How to complete this task → Whenever a line carries the word "marshmallow", pull it out of the entries.

Raw data →
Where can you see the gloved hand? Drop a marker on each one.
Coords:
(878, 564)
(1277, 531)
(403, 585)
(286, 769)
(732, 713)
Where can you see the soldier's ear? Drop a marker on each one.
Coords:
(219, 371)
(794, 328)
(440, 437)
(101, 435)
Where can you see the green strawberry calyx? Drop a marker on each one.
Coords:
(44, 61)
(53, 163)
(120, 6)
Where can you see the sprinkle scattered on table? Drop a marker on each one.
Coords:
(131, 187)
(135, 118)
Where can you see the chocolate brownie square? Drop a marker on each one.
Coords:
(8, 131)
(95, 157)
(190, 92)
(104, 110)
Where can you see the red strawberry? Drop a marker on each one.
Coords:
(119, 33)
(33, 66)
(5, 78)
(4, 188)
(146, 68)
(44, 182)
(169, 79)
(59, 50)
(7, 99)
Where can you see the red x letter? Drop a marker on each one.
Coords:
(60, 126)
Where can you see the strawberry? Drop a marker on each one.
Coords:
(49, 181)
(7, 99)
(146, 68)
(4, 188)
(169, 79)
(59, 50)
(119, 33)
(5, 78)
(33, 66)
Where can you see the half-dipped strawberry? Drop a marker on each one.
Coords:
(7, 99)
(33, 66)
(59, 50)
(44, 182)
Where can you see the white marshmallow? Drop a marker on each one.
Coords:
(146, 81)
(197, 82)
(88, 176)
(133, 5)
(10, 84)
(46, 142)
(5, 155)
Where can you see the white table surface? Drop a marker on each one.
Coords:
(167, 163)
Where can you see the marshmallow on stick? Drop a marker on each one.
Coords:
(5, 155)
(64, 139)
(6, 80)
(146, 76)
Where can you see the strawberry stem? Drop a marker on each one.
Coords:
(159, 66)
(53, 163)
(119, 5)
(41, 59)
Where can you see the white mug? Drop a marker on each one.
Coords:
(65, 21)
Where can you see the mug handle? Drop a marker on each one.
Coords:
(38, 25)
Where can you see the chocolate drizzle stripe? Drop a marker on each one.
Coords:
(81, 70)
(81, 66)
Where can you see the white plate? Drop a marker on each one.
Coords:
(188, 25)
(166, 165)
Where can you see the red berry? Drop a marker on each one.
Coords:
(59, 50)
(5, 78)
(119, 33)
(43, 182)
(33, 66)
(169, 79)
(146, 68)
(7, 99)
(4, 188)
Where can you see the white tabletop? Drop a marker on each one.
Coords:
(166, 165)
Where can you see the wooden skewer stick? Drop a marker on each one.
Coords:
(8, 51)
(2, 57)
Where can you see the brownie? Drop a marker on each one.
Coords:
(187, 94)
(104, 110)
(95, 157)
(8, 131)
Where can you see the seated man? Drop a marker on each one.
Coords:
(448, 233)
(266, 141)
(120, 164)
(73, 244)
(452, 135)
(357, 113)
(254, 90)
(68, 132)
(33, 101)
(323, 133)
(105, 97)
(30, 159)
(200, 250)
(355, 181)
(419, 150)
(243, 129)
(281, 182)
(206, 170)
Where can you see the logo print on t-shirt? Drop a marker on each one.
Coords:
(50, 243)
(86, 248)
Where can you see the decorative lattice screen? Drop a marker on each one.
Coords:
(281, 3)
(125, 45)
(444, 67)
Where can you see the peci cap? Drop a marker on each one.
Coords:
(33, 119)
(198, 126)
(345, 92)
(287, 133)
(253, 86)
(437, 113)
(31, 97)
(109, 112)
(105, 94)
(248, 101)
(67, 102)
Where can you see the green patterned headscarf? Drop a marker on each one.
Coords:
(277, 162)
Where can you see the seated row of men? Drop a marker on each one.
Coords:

Solution to the problem →
Where can you see the white marshmallow? Drop a marker on each one.
Where can you see the marshmallow on stick? Drop a marker on each one.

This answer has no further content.